Description of the task :: Copy the review again, starting at "Director: Sylvia Robyn" and ending at "very different ends.", and swap "micro-films" for "short films".

Text extract ::
════
Experimental Reviews

Household pain (2025) – 3.5 stars

Director: Sylvia Robyn Gionti

Running time: 2mins

Returning director Sylvia Robyn Gionti specialises in pain. In her three micro-films, she has covered the nagging pangs of addiction, the dull ache of bereavement, and most recently, the sting of rejection. Each film has moved at lightning speed to explore its themes, and each has utilised inanimate objects to foster empathy from viewers – but to very different ends.

The futility of quitting smoking carried with it notes of anarchic absurdity, as a cigarette complained to the camera about how it just couldn’t break free from nicotine. Meanwhile, the restless wooden figure in For your memory was lost in a sea of grief, as it mourned a departed partner. We can relate to the comedic frustrations of the first, or to the tiny articulated figurine feeling lost and alone in its now cavernous apartment after personal tragedy – and the ridiculous entity of the talking cigarette, or the forlorn figure of the wooden doll serve to emphasise those feelings.

Household pain is arguably the most emotionally raw of the three films, though, because the feelings it centres on are more ambiguous, and the way its figures drift in and out of it also underlines that. As Gionti narrates her own poem, about the emotional limbo she finds herself in after a breakup, stuffed animals – and particularly, a ragged looking rabbit – appear in different areas of a deserted apartment.

As Gionti’s poem takes the form of a barrage of questions, it becomes clear this is a very different kind of pain. In the previous cases, there was a form of certainty. We know that smoking is bad for us, and that we should give it up for the sake of our health – whether or not we can do it. We know that death is a final severance, and after someone is departed, we will need to find a way to live without them – though, again, that is easier said than done. But in the fallout of a breakup, we very rarely know anything.
════
Data provided ::
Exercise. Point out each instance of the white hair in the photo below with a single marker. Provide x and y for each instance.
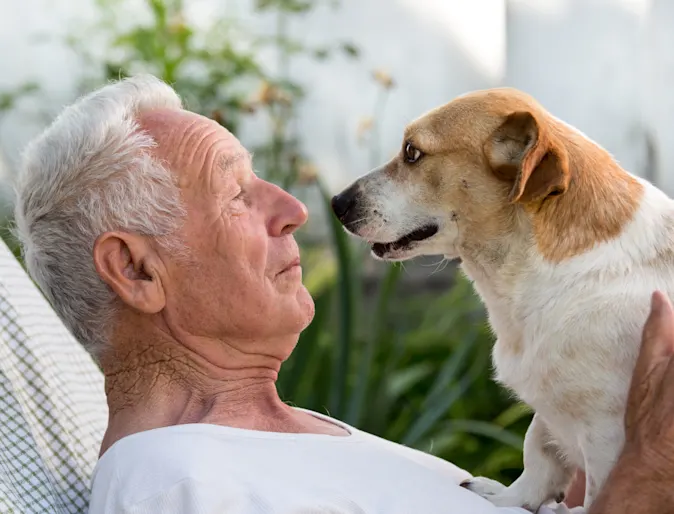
════
Reply ::
Director: Sylvia Robyn Gionti

Running time: 2mins

Returning director Sylvia Robyn Gionti specialises in pain. In her three short films, she has covered the nagging pangs of addiction, the dull ache of bereavement, and most recently, the sting of rejection. Each film has moved at lightning speed to explore its themes, and each has utilised inanimate objects to foster empathy from viewers – but to very different ends.